§ **TASKS TO COMPLETE**
- 1) Print the part of the AUKUS letter that begins with the words containing "AUKUS: Fiasco or" and ends with "to build more.".
- 2) Translate this sentence from the AUKUS letter into French: "Australia has already paid $800 million to assist the US submarine construction program."
- 3) Answer these questions using the AUKUS letter:
(a) In what year is the first Virginia-class submarine due?
(b) Roughly how much is being invested in facilities at HMAS Stirling?
(c) Which country has ordered two French Scorpene-class attack submarines?

§ **GIVEN TEXT**
LETTERS: 19.7.25

AUKUS: Fiasco or value for money?

IT is highly recommended that anyone interested in the AUKUS submarine program iView ABC’s 4-Corners program “Submerged”.

Under the AUKUS agreement Australia is to acquire at least three American Virginia-class submarines, the first due in 2032 and SSN AUKUS nuclear submarines from the UK;  the first delivered from Barrow in the early 2040s, with an Australian production line established in Adelaide to build more.

The SSN AUKUS 10,000 tonne submarine (three times three size of Collins) is being designed by BAE Systems (with Australia contributing funding).  

Australia has already sunk nearly $5 billion into the design by Rolls-Royce for the submarine’s nuclear reactor.

In addition, some $8 billion is being invested in facilities at HMAS Stirling to support acquired nuclear submarines and support visiting US nuclear submarines from 2027.  

There are difficulties.  

Firstly, both the US and UK do not currently have the skilled workforces to meet their submarine building programs for the Virginia-class in the US and in the UK for Dreadnought submarines. 

Australia has already paid $800 million to assist the US submarine construction program. 

Secondly, the global political environment has changed since Aukus formation in 2021 – wars in Ukraine, Gaza, Iran, EU countries spending more on their own defence, the Indo-Pacific and China’s military expansion, and the uncertain world created by US president Donald Trump.

Thirdly, the timeframe raises questions of the relevance of the submarine technology in decades to come.  

The SSN AUKUS cannot operate in the shallow waters and Archipelago in our north that Collins is suited for.

Australia has committed some $368 billion of taxpayer’s funding for acquisition of nuclear submarines (plus a $132 billion contingency) that we are increasingly unlikely to acquire. 

Reduction of funding for the RAAF, army, etc., potentially weakens our defence readiness and capability.

Highly regarded former submarine fleet commander Peter Briggs said predictively: “Plan A is not gonna work. Virginia is not gonna arrive … SSN-AUKUS is a risky proposition as well… It’s an expensive illusion”.

PS. Indonesia has ordered two French Scorpene-class attack submarines to be built in Indonesia, valued around $2 billion….

§ **INFORMATION PROVIDED**
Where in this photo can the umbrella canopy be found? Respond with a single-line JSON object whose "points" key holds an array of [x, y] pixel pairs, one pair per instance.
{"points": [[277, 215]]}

==

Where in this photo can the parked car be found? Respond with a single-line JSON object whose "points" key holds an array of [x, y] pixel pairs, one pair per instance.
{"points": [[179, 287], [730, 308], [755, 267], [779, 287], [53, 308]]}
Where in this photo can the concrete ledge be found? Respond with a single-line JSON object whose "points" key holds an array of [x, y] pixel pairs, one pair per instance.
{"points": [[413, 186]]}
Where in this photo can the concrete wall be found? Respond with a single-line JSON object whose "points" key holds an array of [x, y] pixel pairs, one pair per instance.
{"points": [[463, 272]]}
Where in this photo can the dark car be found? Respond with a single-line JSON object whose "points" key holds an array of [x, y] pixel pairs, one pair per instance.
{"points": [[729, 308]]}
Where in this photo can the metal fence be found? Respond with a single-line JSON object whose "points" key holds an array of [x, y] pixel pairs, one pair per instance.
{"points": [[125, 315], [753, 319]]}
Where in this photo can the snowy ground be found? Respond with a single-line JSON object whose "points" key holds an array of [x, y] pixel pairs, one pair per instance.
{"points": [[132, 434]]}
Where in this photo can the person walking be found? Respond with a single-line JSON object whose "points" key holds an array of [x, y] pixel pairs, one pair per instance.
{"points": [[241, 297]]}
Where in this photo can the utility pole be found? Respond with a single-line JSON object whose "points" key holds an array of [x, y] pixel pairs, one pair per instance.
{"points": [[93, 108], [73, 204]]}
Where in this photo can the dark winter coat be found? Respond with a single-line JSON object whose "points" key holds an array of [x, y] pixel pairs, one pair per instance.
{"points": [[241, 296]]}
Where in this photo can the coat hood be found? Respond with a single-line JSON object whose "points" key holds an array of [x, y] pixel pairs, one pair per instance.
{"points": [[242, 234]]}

...

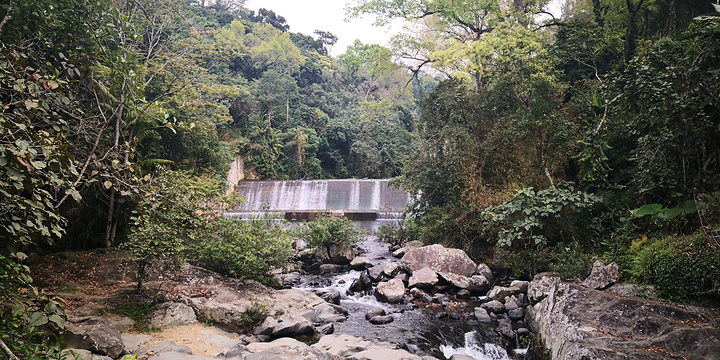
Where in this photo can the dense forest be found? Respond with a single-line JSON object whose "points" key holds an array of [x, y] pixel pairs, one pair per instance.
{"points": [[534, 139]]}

§ **EXERCISE ANSWERS**
- 1)
AUKUS: Fiasco or value for money?

IT is highly recommended that anyone interested in the AUKUS submarine program iView ABC’s 4-Corners program “Submerged”.

Under the AUKUS agreement Australia is to acquire at least three American Virginia-class submarines, the first due in 2032 and SSN AUKUS nuclear submarines from the UK;  the first delivered from Barrow in the early 2040s, with an Australian production line established in Adelaide to build more.

- 2) L'Australie a déjà versé 800 millions de dollars pour soutenir le programme de construction de sous-marins des États-Unis.

- 3)
(a) 2032
(b) Some $8 billion
(c) Indonesia